PROVIDED DATA: Begin
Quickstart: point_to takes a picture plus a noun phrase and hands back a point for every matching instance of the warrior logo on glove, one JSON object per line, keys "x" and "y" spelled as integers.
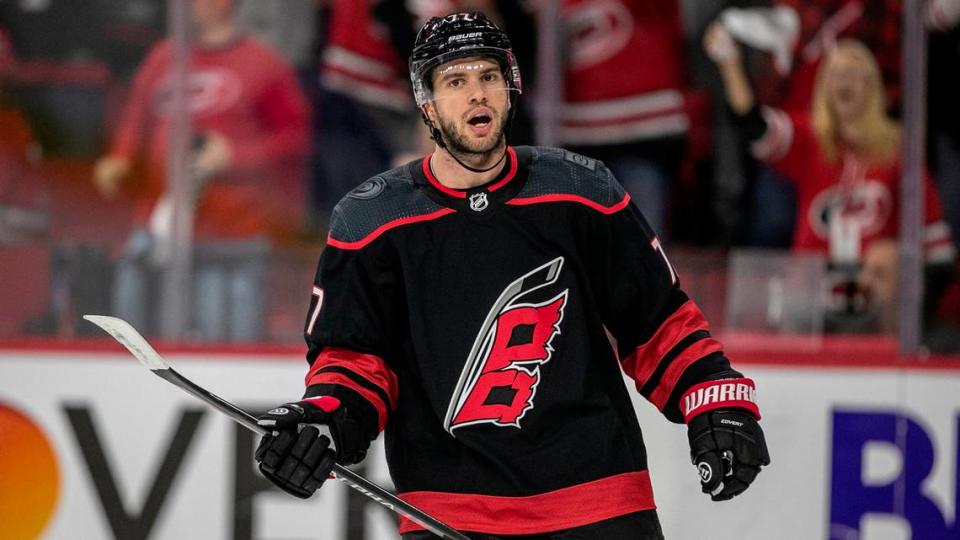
{"x": 726, "y": 443}
{"x": 500, "y": 378}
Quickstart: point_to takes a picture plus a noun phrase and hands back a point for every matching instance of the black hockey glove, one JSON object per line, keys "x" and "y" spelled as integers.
{"x": 726, "y": 442}
{"x": 728, "y": 448}
{"x": 297, "y": 455}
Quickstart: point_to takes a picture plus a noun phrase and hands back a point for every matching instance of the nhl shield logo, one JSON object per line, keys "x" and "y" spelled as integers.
{"x": 479, "y": 202}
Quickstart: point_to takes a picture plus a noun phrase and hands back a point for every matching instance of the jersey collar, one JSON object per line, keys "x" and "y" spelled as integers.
{"x": 505, "y": 176}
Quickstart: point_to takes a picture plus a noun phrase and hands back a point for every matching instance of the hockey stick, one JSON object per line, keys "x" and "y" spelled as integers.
{"x": 128, "y": 336}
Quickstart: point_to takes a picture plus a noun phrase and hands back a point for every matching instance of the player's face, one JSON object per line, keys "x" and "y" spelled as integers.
{"x": 470, "y": 105}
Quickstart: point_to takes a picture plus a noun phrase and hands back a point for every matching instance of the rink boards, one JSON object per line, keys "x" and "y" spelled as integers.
{"x": 857, "y": 449}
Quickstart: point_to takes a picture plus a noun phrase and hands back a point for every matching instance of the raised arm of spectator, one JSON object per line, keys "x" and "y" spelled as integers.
{"x": 725, "y": 52}
{"x": 774, "y": 136}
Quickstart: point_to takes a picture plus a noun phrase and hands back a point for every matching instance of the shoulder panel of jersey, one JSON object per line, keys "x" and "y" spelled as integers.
{"x": 558, "y": 175}
{"x": 386, "y": 201}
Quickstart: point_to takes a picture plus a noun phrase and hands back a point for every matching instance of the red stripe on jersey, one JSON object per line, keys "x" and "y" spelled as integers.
{"x": 332, "y": 377}
{"x": 428, "y": 172}
{"x": 368, "y": 366}
{"x": 644, "y": 361}
{"x": 565, "y": 508}
{"x": 331, "y": 241}
{"x": 566, "y": 197}
{"x": 691, "y": 354}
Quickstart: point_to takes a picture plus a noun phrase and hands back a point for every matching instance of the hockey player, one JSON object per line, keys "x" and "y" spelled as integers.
{"x": 462, "y": 305}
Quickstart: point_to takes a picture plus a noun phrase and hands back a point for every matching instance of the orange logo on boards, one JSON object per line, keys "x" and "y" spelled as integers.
{"x": 29, "y": 476}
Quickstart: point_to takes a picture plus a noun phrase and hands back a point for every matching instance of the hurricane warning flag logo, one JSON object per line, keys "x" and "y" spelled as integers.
{"x": 501, "y": 375}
PROVIDED DATA: End
### [ASSIGNMENT]
Only the lines from the one with "of the orange" through the final line above should be repeated, each exactly as written.

### [OUTPUT FOR THIS TASK]
Quickstart: point_to takes a picture plus a noun phrase and hands back a point for every matching instance of the orange logo on boards, one JSON object per line, keys "x" and "y" spelled as integers.
{"x": 29, "y": 476}
Quickstart: point_to takes a picture plus a noun phrase and hands back a point for every matching instance of the hurricane warning flag logo, one JSON object per line, keys "x" and "y" spelled as integers.
{"x": 501, "y": 375}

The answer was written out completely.